Wherever the word "railing" appears in the entries, copy the whole line.

Start of Data to process

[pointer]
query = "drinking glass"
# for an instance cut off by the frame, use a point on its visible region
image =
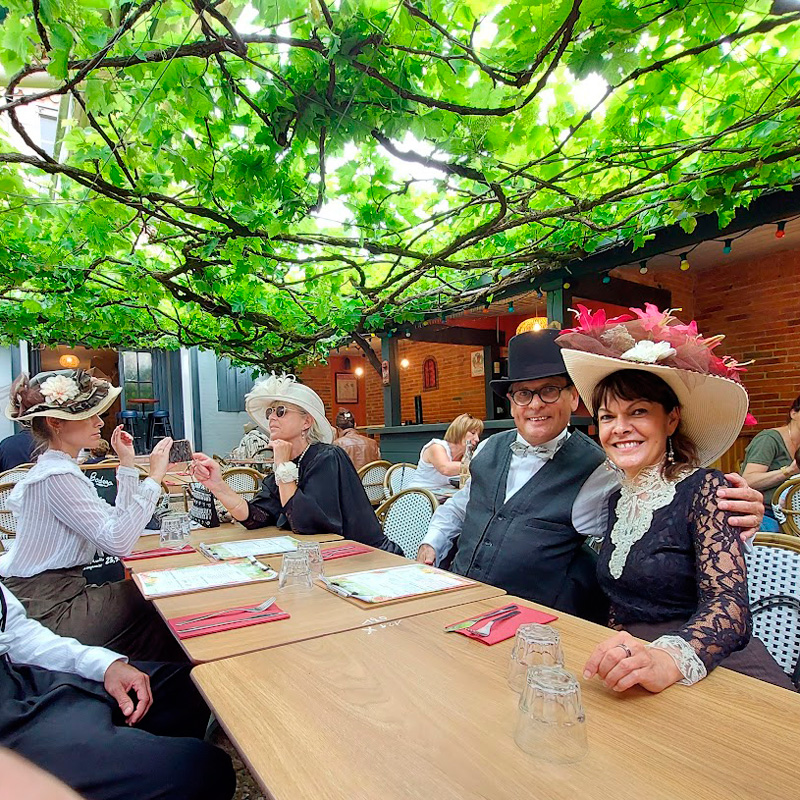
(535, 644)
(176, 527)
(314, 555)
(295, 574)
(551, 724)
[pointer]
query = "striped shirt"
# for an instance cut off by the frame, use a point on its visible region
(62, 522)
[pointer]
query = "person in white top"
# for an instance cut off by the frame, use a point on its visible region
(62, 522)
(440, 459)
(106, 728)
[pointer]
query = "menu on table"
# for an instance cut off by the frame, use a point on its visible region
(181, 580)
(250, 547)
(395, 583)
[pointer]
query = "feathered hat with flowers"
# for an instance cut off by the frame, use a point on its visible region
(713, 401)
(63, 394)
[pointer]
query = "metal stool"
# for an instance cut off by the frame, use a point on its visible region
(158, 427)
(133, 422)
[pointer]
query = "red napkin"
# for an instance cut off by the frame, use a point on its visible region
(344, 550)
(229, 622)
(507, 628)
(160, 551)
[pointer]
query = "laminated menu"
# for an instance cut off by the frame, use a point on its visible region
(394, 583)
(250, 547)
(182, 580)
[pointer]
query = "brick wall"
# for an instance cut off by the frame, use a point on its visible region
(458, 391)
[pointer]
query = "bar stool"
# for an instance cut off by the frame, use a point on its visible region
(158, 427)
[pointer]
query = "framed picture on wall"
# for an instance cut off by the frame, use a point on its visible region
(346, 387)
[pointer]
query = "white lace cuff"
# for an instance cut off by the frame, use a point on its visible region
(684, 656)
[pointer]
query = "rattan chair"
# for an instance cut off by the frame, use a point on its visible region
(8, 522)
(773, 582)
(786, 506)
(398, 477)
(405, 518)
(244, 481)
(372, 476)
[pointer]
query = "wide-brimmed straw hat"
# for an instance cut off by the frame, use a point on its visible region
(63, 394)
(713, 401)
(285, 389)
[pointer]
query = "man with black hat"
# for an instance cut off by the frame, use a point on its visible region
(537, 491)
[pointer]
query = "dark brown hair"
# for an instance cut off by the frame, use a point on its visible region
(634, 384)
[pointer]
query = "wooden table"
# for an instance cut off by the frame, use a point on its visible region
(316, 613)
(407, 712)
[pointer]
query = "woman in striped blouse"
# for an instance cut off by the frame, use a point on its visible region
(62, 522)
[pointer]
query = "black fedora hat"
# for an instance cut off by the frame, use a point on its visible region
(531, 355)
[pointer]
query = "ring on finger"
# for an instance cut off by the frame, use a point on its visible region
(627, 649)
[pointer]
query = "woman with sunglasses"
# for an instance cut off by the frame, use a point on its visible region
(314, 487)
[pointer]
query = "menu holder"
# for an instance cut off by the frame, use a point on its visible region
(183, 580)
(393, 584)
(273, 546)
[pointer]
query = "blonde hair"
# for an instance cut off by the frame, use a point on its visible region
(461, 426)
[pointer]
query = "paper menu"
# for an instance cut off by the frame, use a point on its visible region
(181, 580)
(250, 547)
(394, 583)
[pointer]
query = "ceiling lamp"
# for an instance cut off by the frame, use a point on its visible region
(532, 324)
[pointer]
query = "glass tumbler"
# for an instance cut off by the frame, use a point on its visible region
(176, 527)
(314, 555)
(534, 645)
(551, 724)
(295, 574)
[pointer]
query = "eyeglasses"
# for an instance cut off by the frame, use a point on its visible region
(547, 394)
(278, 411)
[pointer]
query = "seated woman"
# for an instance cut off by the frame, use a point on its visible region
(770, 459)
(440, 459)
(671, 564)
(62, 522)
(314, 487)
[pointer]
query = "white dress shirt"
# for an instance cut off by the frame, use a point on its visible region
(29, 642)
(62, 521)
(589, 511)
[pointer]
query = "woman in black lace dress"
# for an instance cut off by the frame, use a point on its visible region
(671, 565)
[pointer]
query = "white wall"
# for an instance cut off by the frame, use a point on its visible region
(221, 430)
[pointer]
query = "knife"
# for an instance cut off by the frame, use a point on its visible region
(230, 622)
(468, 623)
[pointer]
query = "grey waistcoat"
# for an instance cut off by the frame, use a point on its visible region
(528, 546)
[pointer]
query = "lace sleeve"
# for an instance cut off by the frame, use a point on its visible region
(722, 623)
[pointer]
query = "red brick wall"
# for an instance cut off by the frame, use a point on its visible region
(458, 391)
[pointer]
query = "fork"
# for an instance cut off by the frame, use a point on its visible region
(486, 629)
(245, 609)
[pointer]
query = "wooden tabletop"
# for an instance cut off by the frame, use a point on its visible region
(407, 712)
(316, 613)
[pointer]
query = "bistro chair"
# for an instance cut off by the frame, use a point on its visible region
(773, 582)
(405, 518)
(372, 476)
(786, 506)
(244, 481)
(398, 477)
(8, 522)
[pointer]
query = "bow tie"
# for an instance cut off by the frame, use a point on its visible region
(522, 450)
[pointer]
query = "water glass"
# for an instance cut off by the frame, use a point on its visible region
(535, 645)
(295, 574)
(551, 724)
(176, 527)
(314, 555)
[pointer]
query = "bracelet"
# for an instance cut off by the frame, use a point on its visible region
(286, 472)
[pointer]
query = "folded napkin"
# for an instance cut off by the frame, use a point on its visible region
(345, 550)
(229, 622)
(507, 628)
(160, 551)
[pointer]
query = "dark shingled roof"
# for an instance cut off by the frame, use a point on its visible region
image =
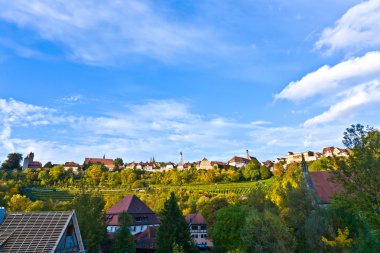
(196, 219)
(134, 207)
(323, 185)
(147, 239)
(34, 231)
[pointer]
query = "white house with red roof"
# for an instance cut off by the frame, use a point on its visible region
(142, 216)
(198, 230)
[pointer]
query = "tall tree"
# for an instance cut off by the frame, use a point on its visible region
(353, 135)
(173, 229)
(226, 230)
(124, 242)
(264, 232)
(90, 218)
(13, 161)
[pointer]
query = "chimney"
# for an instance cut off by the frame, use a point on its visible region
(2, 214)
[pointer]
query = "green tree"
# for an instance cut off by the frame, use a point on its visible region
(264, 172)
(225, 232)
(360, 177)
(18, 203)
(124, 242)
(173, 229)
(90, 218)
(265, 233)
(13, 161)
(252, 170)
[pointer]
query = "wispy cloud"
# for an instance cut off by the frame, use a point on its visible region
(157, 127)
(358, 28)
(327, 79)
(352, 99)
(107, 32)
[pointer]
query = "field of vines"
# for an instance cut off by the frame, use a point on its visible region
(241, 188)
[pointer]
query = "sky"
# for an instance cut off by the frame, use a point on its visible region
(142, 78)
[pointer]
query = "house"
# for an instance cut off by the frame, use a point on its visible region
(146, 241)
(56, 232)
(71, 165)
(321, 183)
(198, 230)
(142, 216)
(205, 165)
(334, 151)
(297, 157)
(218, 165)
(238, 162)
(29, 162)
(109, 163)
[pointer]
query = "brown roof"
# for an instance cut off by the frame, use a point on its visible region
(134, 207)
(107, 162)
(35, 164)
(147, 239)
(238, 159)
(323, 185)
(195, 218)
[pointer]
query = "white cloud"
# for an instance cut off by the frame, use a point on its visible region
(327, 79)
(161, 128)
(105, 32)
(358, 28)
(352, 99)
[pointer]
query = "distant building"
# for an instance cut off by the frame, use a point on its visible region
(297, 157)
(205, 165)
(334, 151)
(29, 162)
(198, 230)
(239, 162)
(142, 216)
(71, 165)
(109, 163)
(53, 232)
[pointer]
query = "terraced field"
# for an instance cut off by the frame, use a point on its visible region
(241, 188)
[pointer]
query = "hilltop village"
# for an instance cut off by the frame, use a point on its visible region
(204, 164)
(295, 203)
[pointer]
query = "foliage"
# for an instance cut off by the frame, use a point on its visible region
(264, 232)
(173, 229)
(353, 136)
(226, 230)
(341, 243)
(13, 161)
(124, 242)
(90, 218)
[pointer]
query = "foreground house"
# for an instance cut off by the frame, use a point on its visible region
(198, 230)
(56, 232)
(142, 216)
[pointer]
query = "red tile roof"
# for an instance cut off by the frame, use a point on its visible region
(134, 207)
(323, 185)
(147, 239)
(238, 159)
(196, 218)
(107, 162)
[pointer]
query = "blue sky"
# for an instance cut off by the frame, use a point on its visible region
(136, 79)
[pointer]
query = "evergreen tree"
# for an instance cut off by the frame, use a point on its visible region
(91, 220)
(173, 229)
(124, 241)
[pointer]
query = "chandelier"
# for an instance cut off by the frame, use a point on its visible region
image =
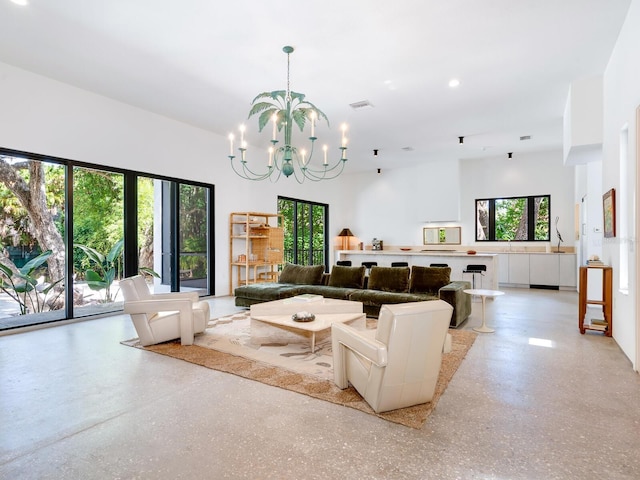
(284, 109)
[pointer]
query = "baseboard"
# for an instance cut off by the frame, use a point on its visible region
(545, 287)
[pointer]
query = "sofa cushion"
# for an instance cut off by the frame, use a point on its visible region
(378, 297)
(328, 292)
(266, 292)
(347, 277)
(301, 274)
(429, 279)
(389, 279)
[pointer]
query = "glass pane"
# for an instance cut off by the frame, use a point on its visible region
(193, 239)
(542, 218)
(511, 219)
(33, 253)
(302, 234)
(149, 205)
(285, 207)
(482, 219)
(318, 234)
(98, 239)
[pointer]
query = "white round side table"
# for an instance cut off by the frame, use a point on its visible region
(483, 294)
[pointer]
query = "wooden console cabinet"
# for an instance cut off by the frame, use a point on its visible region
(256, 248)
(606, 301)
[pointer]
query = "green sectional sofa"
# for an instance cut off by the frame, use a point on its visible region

End of Data to process
Start of Data to process

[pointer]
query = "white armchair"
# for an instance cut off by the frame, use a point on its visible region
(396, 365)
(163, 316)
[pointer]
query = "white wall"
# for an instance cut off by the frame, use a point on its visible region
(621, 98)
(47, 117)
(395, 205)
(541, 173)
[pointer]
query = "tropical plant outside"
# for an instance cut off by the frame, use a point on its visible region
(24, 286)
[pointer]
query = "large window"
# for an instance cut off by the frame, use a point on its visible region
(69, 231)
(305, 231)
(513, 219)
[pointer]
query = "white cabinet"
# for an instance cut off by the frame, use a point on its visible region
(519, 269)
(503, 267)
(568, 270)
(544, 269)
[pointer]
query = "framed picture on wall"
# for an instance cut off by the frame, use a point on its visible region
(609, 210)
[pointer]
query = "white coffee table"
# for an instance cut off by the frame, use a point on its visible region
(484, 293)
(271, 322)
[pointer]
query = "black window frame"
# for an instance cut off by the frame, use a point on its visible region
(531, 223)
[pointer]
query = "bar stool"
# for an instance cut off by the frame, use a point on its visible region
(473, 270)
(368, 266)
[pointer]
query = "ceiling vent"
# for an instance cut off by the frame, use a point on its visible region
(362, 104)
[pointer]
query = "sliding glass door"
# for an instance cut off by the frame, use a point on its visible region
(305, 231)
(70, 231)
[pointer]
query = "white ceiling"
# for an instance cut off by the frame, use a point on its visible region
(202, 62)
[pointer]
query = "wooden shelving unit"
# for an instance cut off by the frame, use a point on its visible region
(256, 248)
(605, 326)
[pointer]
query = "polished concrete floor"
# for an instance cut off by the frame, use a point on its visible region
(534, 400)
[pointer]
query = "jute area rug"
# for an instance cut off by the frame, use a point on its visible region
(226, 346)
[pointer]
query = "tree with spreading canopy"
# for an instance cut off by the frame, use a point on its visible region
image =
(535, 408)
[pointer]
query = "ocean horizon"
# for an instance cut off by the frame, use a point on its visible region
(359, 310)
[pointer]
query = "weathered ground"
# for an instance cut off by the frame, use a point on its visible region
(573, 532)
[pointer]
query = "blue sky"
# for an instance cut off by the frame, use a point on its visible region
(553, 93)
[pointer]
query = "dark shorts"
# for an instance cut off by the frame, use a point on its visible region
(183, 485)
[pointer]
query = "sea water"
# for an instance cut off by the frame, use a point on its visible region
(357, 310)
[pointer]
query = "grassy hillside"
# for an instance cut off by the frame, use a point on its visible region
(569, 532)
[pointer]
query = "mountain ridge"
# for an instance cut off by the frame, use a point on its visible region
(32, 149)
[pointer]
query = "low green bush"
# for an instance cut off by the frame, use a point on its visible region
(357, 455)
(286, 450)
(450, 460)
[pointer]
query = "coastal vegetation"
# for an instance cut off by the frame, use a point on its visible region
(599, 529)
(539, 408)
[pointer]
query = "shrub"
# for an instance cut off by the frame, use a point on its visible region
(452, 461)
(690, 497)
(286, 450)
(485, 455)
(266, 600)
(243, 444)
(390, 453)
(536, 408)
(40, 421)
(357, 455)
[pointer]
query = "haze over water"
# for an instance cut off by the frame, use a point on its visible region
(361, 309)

End of Data to process
Start of Data to process

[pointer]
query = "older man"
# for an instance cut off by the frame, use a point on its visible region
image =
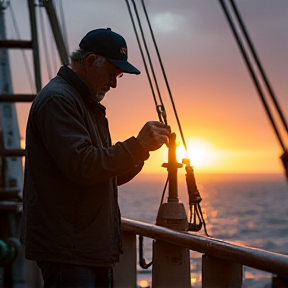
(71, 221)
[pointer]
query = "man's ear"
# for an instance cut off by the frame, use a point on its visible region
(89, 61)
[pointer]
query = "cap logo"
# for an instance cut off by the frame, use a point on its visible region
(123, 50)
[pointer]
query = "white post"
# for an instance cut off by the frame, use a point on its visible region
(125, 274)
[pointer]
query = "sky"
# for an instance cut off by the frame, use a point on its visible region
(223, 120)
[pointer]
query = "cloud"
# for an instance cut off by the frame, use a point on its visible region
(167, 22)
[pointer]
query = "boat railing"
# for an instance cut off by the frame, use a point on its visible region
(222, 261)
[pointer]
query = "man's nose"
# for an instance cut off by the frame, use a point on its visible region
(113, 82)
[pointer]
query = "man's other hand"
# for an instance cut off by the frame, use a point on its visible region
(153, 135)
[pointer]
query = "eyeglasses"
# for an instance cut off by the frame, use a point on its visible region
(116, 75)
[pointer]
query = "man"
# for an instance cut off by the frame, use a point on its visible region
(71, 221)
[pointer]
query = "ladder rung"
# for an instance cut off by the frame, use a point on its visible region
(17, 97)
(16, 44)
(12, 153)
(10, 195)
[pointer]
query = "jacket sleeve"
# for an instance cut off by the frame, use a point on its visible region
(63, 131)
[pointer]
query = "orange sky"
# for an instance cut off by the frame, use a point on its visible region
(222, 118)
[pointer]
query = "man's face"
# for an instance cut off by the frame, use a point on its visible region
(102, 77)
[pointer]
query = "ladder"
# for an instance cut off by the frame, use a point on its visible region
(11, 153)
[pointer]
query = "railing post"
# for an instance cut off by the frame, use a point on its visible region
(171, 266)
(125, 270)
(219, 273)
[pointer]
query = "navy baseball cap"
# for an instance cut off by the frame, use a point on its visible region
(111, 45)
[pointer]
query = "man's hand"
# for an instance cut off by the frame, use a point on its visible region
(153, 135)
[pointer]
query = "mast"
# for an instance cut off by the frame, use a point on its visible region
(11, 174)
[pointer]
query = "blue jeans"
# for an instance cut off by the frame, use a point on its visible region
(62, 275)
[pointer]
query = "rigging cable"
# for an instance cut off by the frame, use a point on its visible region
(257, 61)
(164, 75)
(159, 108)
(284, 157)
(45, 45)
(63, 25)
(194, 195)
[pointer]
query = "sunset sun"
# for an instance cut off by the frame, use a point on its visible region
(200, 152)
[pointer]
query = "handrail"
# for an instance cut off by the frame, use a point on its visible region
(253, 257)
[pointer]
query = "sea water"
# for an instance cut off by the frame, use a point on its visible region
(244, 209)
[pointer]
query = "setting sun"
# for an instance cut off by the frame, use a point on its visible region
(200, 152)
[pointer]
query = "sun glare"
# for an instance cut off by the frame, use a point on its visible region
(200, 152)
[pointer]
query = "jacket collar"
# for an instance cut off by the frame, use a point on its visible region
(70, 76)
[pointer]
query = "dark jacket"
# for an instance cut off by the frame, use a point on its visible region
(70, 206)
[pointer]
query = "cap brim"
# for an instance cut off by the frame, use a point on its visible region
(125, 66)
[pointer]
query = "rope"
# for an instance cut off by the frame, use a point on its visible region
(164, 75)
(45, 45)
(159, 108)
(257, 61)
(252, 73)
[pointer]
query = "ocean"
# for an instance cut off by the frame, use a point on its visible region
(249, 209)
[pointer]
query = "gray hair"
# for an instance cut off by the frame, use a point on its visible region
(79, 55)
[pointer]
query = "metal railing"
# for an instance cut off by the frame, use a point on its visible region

End of Data to process

Task answer:
query = "boat railing"
query = "railing post"
query = "metal railing"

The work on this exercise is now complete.